• _Task description_: Turn the records below into a Markdown table with two columns, Row and Line. Put each line in its own row, number the rows in order, and skip any blank lines.

• _Supplied data_:

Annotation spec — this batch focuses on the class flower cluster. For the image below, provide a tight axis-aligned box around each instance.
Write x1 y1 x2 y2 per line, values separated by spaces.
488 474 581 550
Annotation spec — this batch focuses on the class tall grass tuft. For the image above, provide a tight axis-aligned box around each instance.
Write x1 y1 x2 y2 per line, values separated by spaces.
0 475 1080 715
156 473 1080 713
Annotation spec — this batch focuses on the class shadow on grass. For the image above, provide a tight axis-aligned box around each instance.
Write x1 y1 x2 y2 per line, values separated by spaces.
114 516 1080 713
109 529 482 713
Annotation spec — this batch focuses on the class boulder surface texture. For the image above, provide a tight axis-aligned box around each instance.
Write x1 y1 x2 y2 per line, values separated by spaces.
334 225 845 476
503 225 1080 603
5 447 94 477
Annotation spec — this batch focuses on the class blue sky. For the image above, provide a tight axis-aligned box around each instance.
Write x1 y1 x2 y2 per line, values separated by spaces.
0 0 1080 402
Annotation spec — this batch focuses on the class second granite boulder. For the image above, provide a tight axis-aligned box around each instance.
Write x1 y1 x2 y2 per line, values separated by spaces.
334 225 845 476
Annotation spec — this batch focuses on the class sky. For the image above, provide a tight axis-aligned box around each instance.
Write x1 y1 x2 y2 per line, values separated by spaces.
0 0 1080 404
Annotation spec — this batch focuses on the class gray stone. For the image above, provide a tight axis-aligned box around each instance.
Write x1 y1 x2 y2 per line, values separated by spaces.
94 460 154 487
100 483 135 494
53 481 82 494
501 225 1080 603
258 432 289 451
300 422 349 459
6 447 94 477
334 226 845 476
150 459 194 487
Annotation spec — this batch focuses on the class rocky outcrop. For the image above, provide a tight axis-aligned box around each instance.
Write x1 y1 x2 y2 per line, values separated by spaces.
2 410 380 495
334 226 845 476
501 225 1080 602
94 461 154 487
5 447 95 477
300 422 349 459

• _Response below_:
| Row | Line |
|---|---|
| 1 | Annotation spec — this batch focuses on the class flower cluster. For the image below, provide a tight axis-aligned box around each instance. |
| 2 | Write x1 y1 x2 y2 per line, values separated by spaces. |
| 3 | 488 474 581 550 |
| 4 | Annotation spec — this batch focuses on the class tall grass tuft. For the image above, provide a tight axis-aligned box around each instance. |
| 5 | Write x1 y1 x2 y2 per line, values separated by spaces. |
| 6 | 0 475 1080 715 |
| 7 | 156 473 1080 713 |
| 8 | Annotation spec — this batch focuses on the class shadow on grass. For the image above, provide a tight axis-aligned box around each instance. |
| 9 | Write x1 y1 x2 y2 per line, values separated by spaces. |
| 10 | 114 516 1080 713 |
| 11 | 109 529 482 713 |
| 12 | Annotation spec — this batch focuses on the class boulder surface texture. For the image above, provide a tight axis-aligned box around each instance. |
| 13 | Write x1 y1 x2 y2 per line, values separated by spaces. |
| 14 | 334 225 845 476 |
| 15 | 503 225 1080 603 |
| 16 | 5 447 94 477 |
| 17 | Annotation spec — this batch focuses on the class blue sky. For the image above, provide a tight axis-aligned box around each instance. |
| 18 | Write x1 y1 x2 y2 per line, values separated by spaces. |
| 19 | 0 0 1080 402 |
| 20 | Annotation spec — this batch focuses on the class second granite boulder. For the image above, provide a tight axis-aligned box around each instance. |
| 21 | Write x1 y1 x2 y2 per line, values separated by spaces. |
| 22 | 334 225 845 476 |
| 23 | Annotation spec — this batch focuses on the class sky. For the image above, provide a tight axis-aligned box around each instance. |
| 24 | Write x1 y1 x2 y2 per line, values separated by spaces. |
| 25 | 0 0 1080 404 |
| 26 | Annotation spec — this batch focuses on the class gray stone. For the image above, provide a tight axis-aligned box around each instance. |
| 27 | Write x1 y1 x2 y2 per line, values separated by spaces. |
| 28 | 94 460 154 487 |
| 29 | 100 483 135 494 |
| 30 | 53 481 82 494 |
| 31 | 501 225 1080 603 |
| 32 | 258 432 289 451 |
| 33 | 300 422 349 459 |
| 34 | 6 447 94 477 |
| 35 | 334 226 845 476 |
| 36 | 150 459 194 487 |
| 37 | Annotation spec — this batch focuses on the class rocky outcrop. For the image above, provide a tight axis-aligned box around each instance. |
| 38 | Write x1 y1 x2 y2 per line, values separated by spaces. |
| 39 | 2 410 380 495 |
| 40 | 334 226 845 476 |
| 41 | 501 225 1080 602 |
| 42 | 94 461 154 487 |
| 43 | 5 447 95 477 |
| 44 | 300 422 349 459 |